We will begin by touching on various aspects of drawing: seeing with the artist’s eye, values, creativity, abstraction, armchair research and where to go from there. The goal is to encourage your artistic abilities. It will be a journey of discovery.

It is time for me to pass on what I have learned from my years as a lifelong painter and illustrator, because I have had a wonderful life doing what I love to do.

I have traveled the circuit as an artist, from traditional through impressionistic, from exploration of imaginative cosmic space to atmospheric-nautical with ink, paint, and pastel. In my late years I now use the computer as my art tool. I wrote, illustrated, and published my first book “Keeping Ahead of Winter” after I was eighty-years-old.

I taught oil painting at the San Mateo County Arts Council and taught drawing in my studio at the Twin Pines Art Center, in Belmont CA., now called 1870 Art Center. My work is in the permanent collection of the Peninsula Museum of Art.

#### ENTRIES

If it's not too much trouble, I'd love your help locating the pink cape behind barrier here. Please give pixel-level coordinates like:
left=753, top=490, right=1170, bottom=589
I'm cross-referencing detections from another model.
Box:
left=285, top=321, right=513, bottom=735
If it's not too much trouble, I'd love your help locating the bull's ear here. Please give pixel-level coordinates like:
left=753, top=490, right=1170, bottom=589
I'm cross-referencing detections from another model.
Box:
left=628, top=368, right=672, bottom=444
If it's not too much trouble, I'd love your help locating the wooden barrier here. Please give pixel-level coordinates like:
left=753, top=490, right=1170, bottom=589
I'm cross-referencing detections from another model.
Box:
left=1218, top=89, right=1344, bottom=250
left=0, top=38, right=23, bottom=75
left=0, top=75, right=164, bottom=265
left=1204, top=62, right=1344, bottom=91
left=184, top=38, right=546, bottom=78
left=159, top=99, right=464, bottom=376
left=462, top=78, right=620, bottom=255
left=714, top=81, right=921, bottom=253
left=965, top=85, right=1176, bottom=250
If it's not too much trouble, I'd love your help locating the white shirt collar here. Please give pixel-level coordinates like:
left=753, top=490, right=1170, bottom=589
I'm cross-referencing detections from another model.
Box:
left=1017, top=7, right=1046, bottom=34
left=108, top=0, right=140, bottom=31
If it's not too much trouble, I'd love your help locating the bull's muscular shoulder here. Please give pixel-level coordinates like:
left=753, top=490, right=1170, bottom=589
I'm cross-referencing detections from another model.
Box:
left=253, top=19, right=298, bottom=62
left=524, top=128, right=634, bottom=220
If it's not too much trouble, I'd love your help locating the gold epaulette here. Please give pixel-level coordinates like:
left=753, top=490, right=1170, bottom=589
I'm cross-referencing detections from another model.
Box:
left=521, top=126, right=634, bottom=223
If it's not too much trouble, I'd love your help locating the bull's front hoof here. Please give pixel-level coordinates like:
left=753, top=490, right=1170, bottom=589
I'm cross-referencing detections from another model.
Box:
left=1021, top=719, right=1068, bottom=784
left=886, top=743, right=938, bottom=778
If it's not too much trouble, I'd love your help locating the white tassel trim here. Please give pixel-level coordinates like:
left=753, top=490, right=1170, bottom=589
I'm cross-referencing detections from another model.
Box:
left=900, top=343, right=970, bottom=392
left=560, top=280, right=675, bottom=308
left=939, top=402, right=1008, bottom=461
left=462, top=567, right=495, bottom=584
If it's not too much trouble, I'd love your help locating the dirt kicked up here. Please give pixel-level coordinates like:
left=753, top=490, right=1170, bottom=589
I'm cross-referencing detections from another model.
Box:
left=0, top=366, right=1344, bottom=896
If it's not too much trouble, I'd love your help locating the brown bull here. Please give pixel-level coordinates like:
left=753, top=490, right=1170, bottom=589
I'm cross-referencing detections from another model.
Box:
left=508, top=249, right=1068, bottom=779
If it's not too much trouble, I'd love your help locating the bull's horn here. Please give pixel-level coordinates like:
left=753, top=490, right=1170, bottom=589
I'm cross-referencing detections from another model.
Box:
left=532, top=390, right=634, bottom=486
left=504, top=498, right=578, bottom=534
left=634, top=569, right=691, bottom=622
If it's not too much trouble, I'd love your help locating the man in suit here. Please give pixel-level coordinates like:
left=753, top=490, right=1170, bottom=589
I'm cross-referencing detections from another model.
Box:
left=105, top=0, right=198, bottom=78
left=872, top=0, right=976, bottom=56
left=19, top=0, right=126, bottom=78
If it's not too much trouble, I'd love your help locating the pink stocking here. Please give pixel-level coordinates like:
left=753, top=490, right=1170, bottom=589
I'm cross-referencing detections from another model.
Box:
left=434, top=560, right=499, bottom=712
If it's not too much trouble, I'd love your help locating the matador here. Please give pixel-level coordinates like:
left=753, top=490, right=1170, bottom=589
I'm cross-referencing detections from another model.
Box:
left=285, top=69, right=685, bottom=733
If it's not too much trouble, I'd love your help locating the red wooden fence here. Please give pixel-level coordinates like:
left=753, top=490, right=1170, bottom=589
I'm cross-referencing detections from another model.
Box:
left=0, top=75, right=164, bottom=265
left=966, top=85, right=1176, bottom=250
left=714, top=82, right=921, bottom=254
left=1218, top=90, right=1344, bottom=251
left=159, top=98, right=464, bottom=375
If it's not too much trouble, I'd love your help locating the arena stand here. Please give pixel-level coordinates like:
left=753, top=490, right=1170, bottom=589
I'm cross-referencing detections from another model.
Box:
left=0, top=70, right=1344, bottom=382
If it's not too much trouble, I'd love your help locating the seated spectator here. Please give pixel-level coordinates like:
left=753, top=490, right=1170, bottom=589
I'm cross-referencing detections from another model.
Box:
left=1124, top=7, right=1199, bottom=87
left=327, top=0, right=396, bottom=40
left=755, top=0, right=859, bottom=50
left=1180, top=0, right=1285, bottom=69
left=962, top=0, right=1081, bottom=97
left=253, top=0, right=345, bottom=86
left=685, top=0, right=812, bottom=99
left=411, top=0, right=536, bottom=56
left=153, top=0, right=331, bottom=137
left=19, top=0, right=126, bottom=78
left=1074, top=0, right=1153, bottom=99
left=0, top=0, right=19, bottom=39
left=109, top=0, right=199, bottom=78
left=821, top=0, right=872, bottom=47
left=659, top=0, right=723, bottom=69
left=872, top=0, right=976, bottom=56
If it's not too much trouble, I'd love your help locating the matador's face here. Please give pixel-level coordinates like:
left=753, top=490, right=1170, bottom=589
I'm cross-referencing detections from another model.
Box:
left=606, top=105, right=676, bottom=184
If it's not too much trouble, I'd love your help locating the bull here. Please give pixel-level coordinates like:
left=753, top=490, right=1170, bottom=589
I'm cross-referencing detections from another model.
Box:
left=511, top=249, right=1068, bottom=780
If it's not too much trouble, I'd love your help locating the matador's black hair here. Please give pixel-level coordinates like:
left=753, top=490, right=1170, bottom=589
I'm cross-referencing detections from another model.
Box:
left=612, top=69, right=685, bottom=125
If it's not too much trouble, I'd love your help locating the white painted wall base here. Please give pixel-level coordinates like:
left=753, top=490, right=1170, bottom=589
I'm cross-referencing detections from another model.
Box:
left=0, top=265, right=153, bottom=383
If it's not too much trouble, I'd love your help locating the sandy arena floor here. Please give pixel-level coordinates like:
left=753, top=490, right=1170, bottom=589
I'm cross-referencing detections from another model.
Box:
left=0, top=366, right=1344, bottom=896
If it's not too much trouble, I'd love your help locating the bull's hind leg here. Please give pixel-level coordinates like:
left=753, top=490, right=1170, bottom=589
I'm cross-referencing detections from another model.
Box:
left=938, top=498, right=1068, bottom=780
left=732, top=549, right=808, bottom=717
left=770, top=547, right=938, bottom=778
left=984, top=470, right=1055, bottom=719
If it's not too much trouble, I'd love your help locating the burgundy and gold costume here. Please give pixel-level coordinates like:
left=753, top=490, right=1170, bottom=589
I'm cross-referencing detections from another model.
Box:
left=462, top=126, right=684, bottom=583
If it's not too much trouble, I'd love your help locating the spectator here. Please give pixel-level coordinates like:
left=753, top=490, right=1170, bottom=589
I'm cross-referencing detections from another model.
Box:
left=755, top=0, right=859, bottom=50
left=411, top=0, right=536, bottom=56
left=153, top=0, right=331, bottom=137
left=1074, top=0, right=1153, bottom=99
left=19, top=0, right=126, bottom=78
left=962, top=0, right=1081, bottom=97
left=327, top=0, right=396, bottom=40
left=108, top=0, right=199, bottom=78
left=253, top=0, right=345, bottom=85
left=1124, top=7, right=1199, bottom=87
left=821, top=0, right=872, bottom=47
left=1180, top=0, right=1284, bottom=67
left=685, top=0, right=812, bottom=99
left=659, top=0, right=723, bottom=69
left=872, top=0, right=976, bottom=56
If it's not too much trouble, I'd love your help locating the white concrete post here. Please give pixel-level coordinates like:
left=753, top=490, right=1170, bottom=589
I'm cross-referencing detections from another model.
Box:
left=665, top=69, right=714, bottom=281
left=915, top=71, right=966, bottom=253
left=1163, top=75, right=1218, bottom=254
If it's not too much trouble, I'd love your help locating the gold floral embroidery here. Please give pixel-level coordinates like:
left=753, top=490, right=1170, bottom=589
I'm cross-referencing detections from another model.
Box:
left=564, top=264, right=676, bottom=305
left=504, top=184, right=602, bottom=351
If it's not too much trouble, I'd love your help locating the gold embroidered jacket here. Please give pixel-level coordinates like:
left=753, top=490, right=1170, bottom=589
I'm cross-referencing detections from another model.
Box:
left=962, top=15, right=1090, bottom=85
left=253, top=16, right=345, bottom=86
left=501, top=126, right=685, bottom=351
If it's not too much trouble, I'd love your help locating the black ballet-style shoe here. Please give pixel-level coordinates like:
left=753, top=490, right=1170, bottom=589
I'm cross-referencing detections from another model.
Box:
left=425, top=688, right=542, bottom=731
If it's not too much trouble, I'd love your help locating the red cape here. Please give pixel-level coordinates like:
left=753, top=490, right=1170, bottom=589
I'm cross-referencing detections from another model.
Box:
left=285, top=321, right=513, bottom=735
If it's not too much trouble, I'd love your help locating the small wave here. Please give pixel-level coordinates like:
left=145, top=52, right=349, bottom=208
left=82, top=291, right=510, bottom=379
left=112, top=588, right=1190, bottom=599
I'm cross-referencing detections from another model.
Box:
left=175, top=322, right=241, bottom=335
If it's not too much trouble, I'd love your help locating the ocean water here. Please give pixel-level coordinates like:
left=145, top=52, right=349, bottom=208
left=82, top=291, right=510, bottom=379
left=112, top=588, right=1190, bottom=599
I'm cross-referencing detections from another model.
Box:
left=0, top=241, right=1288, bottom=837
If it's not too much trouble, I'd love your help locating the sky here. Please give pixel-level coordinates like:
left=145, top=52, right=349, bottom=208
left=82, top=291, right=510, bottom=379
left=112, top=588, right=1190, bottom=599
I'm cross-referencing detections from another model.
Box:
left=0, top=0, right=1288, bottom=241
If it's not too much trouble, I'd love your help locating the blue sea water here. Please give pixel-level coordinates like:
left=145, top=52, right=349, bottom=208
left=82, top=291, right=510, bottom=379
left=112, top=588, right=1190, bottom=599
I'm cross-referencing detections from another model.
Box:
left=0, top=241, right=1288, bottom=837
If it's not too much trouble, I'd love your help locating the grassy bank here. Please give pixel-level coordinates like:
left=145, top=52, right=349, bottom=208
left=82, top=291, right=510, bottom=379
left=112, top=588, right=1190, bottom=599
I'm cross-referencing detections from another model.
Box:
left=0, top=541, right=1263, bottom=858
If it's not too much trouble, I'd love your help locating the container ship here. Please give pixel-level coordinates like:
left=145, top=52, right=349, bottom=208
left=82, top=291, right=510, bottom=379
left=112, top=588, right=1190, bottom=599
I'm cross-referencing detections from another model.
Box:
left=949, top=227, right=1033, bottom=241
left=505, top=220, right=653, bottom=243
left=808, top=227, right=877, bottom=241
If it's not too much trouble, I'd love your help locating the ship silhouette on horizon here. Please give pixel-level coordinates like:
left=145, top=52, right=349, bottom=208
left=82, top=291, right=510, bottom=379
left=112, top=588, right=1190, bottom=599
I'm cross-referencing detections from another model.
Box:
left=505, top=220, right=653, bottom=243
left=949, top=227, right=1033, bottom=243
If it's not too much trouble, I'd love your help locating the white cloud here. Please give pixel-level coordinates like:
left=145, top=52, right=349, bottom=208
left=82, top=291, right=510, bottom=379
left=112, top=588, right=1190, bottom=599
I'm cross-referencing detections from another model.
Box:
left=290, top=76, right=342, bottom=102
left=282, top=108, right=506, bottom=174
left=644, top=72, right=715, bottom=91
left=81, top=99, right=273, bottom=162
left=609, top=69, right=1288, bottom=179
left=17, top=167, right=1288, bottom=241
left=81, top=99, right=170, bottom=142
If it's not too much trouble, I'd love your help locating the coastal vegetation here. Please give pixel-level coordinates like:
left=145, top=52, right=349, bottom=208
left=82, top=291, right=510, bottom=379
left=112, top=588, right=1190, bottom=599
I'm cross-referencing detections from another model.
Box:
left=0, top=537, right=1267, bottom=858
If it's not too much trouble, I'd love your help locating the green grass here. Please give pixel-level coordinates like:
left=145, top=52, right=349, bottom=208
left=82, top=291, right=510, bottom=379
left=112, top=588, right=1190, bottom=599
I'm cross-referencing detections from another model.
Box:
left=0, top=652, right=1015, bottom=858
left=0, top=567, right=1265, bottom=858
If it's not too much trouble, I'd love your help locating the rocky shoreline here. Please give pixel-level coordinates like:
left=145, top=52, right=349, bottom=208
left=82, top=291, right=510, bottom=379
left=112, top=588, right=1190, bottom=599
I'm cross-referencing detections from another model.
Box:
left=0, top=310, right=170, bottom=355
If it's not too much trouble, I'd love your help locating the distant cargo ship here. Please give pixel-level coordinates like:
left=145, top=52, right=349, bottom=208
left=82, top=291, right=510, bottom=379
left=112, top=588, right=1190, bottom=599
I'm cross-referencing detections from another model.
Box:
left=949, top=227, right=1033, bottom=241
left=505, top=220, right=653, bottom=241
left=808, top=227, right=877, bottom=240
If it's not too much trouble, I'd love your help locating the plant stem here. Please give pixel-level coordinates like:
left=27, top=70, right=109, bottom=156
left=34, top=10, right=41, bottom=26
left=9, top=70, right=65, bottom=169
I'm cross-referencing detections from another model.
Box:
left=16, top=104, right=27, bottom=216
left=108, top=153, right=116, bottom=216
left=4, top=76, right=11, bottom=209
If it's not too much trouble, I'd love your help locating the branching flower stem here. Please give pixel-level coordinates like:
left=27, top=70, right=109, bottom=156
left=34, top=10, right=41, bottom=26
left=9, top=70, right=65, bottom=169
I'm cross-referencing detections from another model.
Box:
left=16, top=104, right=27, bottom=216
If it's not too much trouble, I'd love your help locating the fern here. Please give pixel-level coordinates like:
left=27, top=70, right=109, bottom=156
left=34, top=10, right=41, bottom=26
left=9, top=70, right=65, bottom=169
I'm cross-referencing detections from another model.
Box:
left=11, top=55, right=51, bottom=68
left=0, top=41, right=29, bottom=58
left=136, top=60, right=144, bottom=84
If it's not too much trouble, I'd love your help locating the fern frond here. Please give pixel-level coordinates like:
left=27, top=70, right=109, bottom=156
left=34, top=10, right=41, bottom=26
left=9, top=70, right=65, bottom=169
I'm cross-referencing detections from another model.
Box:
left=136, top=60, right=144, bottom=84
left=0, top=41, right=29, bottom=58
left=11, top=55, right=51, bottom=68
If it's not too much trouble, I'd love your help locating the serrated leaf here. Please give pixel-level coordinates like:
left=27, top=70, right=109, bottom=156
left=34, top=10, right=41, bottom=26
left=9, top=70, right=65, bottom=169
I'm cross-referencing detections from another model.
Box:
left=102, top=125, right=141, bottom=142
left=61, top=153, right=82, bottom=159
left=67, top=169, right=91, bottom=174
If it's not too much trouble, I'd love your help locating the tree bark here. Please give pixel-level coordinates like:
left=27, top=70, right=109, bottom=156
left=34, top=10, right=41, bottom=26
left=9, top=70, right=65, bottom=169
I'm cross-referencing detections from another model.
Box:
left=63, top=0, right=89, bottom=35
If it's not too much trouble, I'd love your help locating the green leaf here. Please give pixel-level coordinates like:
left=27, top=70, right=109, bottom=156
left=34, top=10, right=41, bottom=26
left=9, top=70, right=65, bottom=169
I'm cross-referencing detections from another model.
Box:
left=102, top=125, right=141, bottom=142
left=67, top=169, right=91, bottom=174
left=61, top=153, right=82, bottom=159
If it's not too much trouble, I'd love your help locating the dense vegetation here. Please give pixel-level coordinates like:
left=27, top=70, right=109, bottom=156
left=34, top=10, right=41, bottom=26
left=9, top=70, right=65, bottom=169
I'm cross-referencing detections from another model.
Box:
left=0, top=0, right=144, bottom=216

#### PROBLEMS TO SOLVE
1. Reproduce the artist's introduction word for word, from "We will begin" to "love to do.".
2. Answer from the artist's introduction:
(a) What is the title of the first book the writer wrote, illustrated, and published?
(b) What is the Twin Pines Art Center now called?
(c) Which museum has the writer's work in its permanent collection?
The listing has no connection to the artist's introduction.

#### ANSWERS BELOW
1.
We will begin by touching on various aspects of drawing: seeing with the artist’s eye, values, creativity, abstraction, armchair research and where to go from there. The goal is to encourage your artistic abilities. It will be a journey of discovery.

It is time for me to pass on what I have learned from my years as a lifelong painter and illustrator, because I have had a wonderful life doing what I love to do.

2.
(a) "Keeping Ahead of Winter"
(b) 1870 Art Center
(c) The Peninsula Museum of Art